RECORDS TO USE:
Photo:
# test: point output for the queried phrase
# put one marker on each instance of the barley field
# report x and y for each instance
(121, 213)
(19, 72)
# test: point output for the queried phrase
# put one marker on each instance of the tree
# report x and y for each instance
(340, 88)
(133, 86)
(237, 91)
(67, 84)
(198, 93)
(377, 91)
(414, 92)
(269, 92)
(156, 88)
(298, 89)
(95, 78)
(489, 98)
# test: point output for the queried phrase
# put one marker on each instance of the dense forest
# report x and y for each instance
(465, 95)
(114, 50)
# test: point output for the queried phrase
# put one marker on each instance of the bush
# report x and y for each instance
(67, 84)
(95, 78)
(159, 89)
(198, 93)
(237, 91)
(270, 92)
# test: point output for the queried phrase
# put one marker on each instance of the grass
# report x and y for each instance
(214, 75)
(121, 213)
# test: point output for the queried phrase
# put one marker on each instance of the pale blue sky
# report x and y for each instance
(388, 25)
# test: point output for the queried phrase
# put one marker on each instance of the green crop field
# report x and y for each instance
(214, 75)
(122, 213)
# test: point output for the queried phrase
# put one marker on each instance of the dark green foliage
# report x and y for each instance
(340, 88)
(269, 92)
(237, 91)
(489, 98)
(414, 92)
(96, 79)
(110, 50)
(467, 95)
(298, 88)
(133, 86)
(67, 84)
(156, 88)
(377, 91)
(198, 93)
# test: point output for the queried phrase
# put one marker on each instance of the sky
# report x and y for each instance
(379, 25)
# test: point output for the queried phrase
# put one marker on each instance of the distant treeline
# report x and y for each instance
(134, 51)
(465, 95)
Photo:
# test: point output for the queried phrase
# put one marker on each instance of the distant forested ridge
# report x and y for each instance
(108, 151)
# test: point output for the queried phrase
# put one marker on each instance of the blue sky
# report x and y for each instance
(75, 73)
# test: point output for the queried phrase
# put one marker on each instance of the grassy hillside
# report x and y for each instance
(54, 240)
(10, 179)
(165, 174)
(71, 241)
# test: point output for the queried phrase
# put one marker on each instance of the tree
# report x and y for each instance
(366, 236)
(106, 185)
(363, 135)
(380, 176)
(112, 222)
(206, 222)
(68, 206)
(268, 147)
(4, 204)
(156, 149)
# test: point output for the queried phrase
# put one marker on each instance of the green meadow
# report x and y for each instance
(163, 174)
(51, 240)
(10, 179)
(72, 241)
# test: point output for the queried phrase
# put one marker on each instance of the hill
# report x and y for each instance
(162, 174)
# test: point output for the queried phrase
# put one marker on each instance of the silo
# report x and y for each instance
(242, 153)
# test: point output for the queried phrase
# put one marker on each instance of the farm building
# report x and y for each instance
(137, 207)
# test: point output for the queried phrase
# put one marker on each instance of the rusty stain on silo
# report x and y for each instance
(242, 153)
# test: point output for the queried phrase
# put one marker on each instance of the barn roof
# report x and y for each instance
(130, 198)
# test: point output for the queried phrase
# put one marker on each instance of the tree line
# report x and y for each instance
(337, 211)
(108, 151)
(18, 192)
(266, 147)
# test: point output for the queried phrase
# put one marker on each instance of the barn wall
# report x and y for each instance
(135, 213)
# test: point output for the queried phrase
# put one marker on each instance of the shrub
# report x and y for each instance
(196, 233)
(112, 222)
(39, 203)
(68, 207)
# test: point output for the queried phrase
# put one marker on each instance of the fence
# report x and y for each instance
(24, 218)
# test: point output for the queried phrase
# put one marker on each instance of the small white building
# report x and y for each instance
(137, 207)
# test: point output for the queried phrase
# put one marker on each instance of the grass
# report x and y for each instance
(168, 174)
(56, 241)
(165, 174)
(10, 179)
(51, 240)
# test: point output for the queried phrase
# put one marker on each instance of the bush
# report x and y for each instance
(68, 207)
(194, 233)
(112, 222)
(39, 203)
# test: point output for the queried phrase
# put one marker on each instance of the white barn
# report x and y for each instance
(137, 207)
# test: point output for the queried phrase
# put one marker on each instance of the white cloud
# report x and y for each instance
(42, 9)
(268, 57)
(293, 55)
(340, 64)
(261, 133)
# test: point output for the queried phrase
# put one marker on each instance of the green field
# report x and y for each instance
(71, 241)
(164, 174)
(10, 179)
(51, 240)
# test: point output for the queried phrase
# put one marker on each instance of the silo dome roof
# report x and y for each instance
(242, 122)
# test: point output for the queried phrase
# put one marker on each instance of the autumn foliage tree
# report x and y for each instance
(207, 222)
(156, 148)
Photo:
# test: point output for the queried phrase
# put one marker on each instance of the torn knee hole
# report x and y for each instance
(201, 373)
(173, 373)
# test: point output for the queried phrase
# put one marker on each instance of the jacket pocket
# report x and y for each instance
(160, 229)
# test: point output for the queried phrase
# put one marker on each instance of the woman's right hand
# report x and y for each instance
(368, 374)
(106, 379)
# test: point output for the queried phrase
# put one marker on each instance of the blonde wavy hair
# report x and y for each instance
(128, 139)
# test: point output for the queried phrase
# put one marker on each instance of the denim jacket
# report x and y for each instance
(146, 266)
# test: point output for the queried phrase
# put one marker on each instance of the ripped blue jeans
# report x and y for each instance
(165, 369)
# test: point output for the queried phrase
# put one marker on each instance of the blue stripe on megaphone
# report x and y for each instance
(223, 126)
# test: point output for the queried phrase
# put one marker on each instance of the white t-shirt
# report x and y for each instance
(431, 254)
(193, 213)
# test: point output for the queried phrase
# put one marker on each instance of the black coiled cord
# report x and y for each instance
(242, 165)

INSTRUCTIONS TO FOLLOW:
Emit the full listing verbatim.

ANSWER BELOW:
Photo:
# test: point output for the queried phrase
# put one marker on each instance of the barley field
# report x and y for each instance
(121, 213)
(19, 72)
# test: point output for the queried phrase
# put one marker on each instance of the tree
# report x and y for each instance
(340, 88)
(133, 86)
(237, 91)
(67, 84)
(198, 93)
(377, 91)
(414, 92)
(269, 92)
(156, 88)
(298, 89)
(95, 78)
(489, 98)
# test: point output for the queried phrase
# put one marker on each instance of the dense forest
# report x and y for each instance
(465, 95)
(114, 50)
# test: point output for the queried phrase
# put one marker on each instance of the bush
# report x and y for each instance
(67, 84)
(95, 78)
(159, 89)
(198, 93)
(237, 91)
(270, 92)
# test: point output for the queried phrase
# put one marker on each instance of the grass
# report x and y for each instance
(214, 75)
(121, 213)
# test: point output for the queried phrase
# put one marker on each instance of the pale blue sky
# report x and y for each instance
(388, 25)
# test: point output for the queried phrase
# put one marker on each instance of the green crop field
# report x and y for each instance
(214, 75)
(122, 213)
# test: point output for the queried phrase
# put one marker on each instance of the dark green foliage
# report x and y for each instance
(340, 88)
(269, 92)
(237, 91)
(489, 98)
(414, 92)
(96, 79)
(110, 50)
(467, 95)
(298, 88)
(133, 86)
(67, 84)
(156, 88)
(377, 91)
(198, 93)
# test: point output for the queried phrase
# put one marker on each instance of the sky
# report x and y for each instance
(379, 25)
# test: point output for the queried phrase
# put one marker on each instance of the distant treeline
# report x and y for each instance
(134, 51)
(465, 95)
Photo:
# test: point output for the queried phrase
# put one marker on each instance of the distant forested ridge
# report x and y for each instance
(108, 151)
# test: point output for the queried phrase
# put one marker on each instance of the blue sky
# report x and y for each instance
(75, 73)
# test: point output for the queried phrase
# put one marker on each instance of the grassy hillside
# report x and y for each instance
(54, 240)
(10, 179)
(165, 174)
(71, 241)
# test: point output for the queried phrase
# put one marker on each instance of the tree
# report x and y for each instance
(366, 236)
(106, 185)
(363, 135)
(380, 176)
(112, 222)
(206, 222)
(68, 206)
(268, 147)
(4, 204)
(156, 149)
# test: point output for the queried phrase
# put one marker on each instance of the green meadow
# report x and y for each instance
(163, 174)
(51, 240)
(10, 179)
(72, 241)
# test: point output for the queried phrase
# put one marker on each instance of the hill
# report x and y for each instance
(162, 174)
# test: point output for the queried phrase
# put one marker on each instance of the silo
# report x and y for each instance
(242, 153)
# test: point output for the queried phrase
# put one marker on each instance of the farm building
# report x and y for each instance
(137, 207)
# test: point output for the queried phrase
# put one marker on each instance of the rusty stain on silo
# report x and y for each instance
(242, 153)
# test: point output for the queried phrase
# put one marker on each instance of the barn roof
# report x and y for each instance
(130, 198)
# test: point output for the queried phrase
# put one marker on each instance of the tree line
# report x and y for each instance
(337, 211)
(108, 151)
(18, 192)
(266, 147)
# test: point output for the queried phrase
# put one marker on each instance of the barn wall
# report x and y for each instance
(135, 213)
# test: point output for the queried phrase
# put one marker on each instance of the shrub
# report x and y for each instance
(196, 233)
(112, 222)
(39, 203)
(68, 207)
# test: point output for the queried phrase
# put one marker on each instance of the fence
# report x and y for each instance
(24, 218)
# test: point output for the queried phrase
# put one marker on each instance of the small white building
# report x and y for each instance
(137, 207)
# test: point output for the queried phrase
# put one marker on each instance of the grass
# report x and y for each instance
(168, 174)
(56, 241)
(165, 174)
(10, 179)
(51, 240)
# test: point output for the queried phrase
# put one marker on each instance of the bush
# report x and y for each instance
(68, 207)
(194, 233)
(112, 222)
(39, 203)
# test: point output for the queried phrase
# put one marker on each instance of the white barn
# report x and y for each instance
(137, 207)
# test: point output for the queried phrase
# put one marker on each instance of the white cloud
# report x and y for each instance
(42, 9)
(268, 57)
(293, 55)
(340, 64)
(261, 133)
# test: point output for the queried phrase
# put one marker on each instance of the green field
# report x and y for each instance
(71, 241)
(164, 174)
(10, 179)
(51, 240)
# test: point output for the queried phrase
# put one marker on each instance of the silo dome roof
# report x and y for each instance
(242, 122)
# test: point output for the queried phrase
# put one marker on each instance of the autumn foliage tree
# report x and y for each instance
(207, 222)
(156, 148)
Photo:
# test: point output for the queried phrase
# put one marker on each instance of the torn knee hole
# report x and y for each instance
(201, 373)
(173, 373)
# test: point output for the queried phrase
# put one marker on each instance of the jacket pocket
# report x and y for each instance
(160, 229)
# test: point output for the queried phrase
# put one marker on each instance of the woman's right hand
# report x and y for each instance
(368, 374)
(106, 379)
# test: point output for the queried phrase
# put one marker on each instance of the blonde wavy hair
# report x and y for each instance
(128, 139)
# test: point output for the queried phrase
# put one marker on each instance of the denim jacket
# report x and y for each instance
(146, 266)
# test: point output for the queried phrase
# put one marker on each instance of the ripped blue jeans
# report x and y for each instance
(165, 369)
# test: point output for the queried phrase
# put one marker on each instance of the blue stripe on megaphone
# report x and y for each instance
(223, 126)
# test: point output for the queried phrase
# put one marker on each instance of the white t-shirt
# report x and y for each instance
(431, 254)
(193, 213)
# test: point output for the queried phrase
# put one marker on each instance of the black coiled cord
# report x and y for each instance
(242, 165)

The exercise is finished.